======== Data for processing
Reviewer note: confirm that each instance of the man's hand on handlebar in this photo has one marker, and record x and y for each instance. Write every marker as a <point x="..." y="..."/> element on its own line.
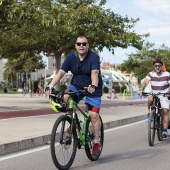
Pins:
<point x="91" y="88"/>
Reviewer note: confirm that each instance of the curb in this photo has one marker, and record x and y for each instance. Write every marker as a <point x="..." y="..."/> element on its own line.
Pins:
<point x="42" y="140"/>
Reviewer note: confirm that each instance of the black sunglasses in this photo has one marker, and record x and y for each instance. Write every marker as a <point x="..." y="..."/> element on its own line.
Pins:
<point x="84" y="44"/>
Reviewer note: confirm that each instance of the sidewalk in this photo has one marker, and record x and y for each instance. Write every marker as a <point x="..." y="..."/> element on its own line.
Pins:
<point x="25" y="132"/>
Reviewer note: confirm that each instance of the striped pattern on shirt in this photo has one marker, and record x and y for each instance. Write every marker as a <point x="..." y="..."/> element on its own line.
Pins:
<point x="159" y="83"/>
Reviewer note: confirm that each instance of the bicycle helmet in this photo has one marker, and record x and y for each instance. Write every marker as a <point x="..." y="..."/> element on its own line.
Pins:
<point x="157" y="60"/>
<point x="57" y="106"/>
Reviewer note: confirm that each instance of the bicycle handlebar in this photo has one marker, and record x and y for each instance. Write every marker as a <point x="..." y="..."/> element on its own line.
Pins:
<point x="155" y="94"/>
<point x="55" y="92"/>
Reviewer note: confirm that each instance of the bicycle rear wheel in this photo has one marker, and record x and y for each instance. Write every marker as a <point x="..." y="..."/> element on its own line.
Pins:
<point x="151" y="128"/>
<point x="160" y="127"/>
<point x="63" y="150"/>
<point x="89" y="138"/>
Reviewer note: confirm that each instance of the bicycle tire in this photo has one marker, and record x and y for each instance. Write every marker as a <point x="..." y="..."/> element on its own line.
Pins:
<point x="89" y="137"/>
<point x="151" y="128"/>
<point x="159" y="128"/>
<point x="63" y="153"/>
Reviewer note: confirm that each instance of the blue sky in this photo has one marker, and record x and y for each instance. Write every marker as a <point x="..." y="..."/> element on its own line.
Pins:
<point x="154" y="18"/>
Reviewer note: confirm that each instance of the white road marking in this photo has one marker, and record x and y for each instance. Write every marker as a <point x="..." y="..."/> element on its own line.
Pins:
<point x="47" y="147"/>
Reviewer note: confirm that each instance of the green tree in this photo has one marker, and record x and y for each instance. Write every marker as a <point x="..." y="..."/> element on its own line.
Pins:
<point x="27" y="62"/>
<point x="51" y="26"/>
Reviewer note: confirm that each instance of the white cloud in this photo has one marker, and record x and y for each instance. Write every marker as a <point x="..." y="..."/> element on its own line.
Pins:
<point x="154" y="19"/>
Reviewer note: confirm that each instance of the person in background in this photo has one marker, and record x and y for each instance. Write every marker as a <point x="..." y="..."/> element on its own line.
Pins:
<point x="160" y="83"/>
<point x="41" y="85"/>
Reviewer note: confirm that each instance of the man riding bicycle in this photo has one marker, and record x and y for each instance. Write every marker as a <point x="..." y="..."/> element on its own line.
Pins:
<point x="160" y="83"/>
<point x="85" y="67"/>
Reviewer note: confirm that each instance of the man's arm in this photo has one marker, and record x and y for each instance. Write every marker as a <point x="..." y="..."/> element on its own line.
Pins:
<point x="94" y="80"/>
<point x="144" y="84"/>
<point x="94" y="77"/>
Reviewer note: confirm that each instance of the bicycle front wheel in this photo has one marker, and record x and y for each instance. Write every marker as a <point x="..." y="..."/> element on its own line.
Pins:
<point x="63" y="145"/>
<point x="151" y="128"/>
<point x="89" y="138"/>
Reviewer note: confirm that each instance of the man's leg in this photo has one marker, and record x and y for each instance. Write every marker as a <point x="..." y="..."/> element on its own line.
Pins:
<point x="165" y="111"/>
<point x="150" y="100"/>
<point x="165" y="118"/>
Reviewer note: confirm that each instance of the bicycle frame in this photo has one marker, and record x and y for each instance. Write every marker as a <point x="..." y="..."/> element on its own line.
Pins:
<point x="156" y="105"/>
<point x="81" y="132"/>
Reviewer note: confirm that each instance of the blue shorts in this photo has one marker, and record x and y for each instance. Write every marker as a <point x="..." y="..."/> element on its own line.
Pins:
<point x="95" y="102"/>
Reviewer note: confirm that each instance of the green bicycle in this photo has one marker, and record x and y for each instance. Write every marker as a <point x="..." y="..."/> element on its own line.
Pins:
<point x="67" y="134"/>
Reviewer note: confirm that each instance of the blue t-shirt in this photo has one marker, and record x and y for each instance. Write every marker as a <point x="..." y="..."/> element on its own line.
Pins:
<point x="81" y="71"/>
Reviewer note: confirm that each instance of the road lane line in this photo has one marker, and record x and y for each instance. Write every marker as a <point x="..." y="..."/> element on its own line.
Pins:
<point x="2" y="158"/>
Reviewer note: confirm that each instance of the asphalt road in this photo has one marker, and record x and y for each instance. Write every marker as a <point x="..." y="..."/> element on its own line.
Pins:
<point x="125" y="148"/>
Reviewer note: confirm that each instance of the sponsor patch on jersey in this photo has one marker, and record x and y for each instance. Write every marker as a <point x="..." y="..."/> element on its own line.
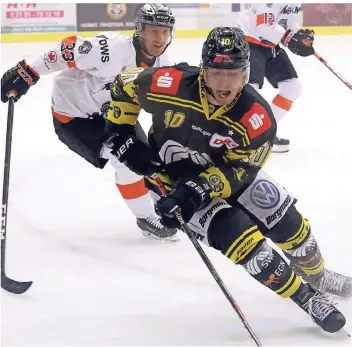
================
== Directions for this task ==
Determine the number of lines in the entries that hold "road". Reply with that number only.

== Output of the exercise ==
3